-- EXERCISE BRIEF --
Your answer should be one number: the count of lines in the records that include the word "below".

[[ TASK INPUT, beginning ]]

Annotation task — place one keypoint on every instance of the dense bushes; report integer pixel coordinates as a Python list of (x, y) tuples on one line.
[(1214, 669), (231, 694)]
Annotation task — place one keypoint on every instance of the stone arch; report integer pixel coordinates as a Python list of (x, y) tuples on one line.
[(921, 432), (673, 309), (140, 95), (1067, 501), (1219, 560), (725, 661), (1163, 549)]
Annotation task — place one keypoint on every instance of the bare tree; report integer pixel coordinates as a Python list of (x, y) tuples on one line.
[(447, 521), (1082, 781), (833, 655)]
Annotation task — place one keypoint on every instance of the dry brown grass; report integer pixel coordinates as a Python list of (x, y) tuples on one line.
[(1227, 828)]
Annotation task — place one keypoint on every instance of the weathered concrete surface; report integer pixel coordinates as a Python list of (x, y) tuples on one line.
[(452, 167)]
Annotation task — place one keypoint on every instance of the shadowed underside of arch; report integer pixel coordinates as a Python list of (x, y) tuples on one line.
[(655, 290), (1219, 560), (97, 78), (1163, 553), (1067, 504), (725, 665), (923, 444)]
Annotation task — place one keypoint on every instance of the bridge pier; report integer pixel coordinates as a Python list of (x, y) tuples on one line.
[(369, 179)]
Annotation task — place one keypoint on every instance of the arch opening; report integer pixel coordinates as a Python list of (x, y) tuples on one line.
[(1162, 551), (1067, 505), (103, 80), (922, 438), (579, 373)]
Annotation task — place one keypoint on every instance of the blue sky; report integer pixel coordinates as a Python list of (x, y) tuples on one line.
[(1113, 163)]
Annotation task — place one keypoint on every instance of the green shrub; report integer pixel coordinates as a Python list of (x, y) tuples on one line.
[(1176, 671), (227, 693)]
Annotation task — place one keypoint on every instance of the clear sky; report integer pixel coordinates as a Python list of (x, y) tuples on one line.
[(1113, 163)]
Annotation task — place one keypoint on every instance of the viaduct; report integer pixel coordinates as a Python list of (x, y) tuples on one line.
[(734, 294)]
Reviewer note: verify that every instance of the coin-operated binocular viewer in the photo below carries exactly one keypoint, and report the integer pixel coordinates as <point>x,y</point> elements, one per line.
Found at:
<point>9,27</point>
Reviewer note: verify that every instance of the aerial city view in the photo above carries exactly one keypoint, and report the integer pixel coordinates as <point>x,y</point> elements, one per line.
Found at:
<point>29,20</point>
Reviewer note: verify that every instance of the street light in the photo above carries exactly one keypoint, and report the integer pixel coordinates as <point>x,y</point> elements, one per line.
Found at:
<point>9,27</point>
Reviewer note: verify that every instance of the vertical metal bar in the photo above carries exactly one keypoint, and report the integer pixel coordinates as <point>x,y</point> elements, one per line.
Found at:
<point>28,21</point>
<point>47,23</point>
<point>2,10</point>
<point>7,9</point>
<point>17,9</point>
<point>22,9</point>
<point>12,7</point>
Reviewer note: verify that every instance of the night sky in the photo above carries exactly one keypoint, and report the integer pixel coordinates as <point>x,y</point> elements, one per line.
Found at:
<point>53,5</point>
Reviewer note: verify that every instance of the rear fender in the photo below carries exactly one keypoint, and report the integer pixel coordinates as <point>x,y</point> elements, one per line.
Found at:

[[ TASK INPUT, end ]]

-- ANSWER BOX --
2